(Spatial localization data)
::::

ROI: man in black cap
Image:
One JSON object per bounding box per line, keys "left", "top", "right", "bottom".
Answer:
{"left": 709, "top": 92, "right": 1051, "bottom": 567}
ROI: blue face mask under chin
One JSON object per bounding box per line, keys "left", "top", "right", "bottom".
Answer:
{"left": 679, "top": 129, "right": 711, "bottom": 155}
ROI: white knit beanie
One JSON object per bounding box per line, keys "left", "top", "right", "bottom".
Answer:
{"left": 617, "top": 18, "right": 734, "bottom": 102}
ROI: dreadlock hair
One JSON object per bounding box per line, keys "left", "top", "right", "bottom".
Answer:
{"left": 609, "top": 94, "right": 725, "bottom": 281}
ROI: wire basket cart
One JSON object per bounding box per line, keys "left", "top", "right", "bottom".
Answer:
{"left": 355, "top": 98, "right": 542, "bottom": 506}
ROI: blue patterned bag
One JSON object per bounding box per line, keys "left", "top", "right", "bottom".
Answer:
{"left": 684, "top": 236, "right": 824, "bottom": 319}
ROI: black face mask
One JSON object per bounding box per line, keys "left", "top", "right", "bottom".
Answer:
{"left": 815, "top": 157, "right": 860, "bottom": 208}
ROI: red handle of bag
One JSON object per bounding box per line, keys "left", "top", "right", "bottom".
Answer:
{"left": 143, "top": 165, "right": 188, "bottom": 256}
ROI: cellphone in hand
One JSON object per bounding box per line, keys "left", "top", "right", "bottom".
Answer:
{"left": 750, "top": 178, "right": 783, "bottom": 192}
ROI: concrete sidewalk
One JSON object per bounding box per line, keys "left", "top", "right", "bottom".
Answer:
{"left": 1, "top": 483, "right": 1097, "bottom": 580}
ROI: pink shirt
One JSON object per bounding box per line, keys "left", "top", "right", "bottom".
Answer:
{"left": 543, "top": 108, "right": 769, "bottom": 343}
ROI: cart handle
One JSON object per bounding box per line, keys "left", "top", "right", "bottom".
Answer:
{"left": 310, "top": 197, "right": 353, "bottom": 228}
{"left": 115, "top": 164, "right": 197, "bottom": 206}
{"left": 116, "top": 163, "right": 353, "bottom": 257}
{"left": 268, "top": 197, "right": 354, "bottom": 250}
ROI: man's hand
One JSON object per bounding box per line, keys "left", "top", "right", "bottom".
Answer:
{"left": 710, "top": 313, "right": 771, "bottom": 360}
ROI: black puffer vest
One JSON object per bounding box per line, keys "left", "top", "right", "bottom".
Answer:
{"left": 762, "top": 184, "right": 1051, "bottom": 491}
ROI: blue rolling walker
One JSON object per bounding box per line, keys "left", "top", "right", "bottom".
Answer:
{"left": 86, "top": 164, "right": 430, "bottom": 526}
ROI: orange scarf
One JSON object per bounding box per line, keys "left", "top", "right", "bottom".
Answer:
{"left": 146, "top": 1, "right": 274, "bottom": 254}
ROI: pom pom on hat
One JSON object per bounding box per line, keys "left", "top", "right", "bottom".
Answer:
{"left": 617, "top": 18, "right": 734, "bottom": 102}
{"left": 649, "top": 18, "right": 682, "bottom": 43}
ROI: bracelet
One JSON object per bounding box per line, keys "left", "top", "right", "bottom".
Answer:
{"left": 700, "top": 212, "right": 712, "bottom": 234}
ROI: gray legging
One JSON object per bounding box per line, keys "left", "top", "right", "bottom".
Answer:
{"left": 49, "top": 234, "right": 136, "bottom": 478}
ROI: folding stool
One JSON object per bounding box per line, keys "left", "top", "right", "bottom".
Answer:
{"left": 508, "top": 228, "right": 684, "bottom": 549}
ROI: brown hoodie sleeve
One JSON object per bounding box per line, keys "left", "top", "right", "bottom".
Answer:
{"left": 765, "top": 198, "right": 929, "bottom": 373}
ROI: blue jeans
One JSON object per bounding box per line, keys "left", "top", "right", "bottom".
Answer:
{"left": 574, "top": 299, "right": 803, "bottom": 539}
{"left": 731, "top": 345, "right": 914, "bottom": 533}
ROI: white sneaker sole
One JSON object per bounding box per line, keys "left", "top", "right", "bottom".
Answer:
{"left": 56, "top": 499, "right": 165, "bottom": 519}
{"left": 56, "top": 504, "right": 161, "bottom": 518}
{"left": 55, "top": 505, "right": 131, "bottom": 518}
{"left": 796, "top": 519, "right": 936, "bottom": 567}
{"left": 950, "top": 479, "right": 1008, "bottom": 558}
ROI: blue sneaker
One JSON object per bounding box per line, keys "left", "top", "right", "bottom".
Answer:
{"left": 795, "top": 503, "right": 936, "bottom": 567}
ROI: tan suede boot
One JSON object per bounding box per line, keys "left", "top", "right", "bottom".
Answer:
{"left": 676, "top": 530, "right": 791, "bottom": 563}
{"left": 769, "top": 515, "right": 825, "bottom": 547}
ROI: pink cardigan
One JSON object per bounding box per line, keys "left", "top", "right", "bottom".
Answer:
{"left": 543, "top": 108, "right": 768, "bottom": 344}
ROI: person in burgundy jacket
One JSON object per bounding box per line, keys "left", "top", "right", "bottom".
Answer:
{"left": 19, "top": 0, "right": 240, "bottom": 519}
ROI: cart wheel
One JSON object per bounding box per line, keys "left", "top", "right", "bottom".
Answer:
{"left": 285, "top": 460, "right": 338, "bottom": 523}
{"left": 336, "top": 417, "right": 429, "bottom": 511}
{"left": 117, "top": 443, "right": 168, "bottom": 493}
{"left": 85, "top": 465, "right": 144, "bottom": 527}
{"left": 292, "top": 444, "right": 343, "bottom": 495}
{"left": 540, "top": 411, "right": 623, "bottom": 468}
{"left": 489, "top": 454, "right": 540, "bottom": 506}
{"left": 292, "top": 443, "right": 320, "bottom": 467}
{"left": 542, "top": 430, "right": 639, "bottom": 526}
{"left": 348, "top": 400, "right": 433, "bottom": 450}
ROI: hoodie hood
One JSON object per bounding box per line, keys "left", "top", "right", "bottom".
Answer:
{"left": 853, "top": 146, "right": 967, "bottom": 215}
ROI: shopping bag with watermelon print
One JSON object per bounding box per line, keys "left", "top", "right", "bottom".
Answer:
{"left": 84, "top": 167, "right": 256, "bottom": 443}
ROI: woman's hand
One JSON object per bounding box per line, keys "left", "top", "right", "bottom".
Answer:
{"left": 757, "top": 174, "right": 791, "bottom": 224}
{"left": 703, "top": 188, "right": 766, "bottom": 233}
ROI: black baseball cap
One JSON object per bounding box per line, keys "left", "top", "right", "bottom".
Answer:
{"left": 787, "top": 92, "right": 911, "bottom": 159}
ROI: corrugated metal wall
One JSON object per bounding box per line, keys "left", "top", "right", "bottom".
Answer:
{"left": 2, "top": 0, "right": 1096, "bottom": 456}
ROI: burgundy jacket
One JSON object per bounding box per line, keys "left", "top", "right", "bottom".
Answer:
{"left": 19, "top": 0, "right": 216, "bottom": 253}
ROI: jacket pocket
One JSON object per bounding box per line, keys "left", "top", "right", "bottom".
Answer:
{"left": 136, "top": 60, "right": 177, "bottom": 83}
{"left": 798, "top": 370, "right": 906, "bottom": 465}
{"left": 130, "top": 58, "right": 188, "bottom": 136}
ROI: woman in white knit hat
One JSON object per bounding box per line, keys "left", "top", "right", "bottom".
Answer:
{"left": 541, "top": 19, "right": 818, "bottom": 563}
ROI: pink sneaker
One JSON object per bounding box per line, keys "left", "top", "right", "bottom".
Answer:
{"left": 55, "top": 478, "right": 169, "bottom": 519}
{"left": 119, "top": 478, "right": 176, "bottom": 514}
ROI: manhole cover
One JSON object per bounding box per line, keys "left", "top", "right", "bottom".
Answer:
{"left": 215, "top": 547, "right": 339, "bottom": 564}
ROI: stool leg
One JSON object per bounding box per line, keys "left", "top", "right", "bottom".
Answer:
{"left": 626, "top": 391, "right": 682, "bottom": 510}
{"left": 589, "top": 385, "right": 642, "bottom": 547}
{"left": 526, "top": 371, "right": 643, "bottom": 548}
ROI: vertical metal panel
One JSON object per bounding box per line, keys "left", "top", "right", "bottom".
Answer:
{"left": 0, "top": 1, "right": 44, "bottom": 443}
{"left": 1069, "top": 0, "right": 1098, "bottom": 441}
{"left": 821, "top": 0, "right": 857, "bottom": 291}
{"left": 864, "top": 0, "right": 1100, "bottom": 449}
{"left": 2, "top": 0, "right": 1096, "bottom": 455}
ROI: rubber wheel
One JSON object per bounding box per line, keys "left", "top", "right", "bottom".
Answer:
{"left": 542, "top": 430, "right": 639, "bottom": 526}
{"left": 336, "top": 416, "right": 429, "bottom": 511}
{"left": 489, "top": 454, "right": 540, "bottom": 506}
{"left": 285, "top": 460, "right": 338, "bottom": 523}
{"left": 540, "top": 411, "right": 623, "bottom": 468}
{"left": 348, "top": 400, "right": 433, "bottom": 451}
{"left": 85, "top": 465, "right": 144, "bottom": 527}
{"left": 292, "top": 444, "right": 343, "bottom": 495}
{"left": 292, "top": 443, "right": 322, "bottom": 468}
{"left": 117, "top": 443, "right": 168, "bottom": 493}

::::

▶ [Action item] Scan the records above for lines with the word "knit". Then report how many there are, as a bare number.

▶ [Reply to the task] 2